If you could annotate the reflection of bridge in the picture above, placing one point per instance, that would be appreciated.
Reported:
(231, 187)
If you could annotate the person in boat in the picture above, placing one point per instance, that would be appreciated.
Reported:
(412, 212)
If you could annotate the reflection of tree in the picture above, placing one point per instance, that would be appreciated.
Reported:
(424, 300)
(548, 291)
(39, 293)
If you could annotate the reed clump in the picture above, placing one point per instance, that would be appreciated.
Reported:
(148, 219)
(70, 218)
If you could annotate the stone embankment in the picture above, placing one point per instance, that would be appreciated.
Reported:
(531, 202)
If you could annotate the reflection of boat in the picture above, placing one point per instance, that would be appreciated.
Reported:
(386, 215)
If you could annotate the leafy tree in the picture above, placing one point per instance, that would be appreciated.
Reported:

◆ **Your objective**:
Go through the entries and return each line where the word "that" appears.

◆ **Result for this task**:
If you could annotate the reflection of bridge in the picture above, placing one point per instance, that would be appreciated.
If you could annotate the person in boat in the picture above, placing one point per instance, that would be appreciated.
If you could annotate the reflection of tree in the picture above, placing one point per instance, that would be appreciated.
If you could annotate the reed clump in the picture above, placing one point per instance, that would be appreciated.
If you could annotate the stone embankment in the picture above, placing one point per instance, that would be appreciated.
If you could annotate the reflection of boat in the picture above, placing one point per instance, that would be appreciated.
If you could annotate the leafy tree in the picture above, placing one point per instance, that would be appreciated.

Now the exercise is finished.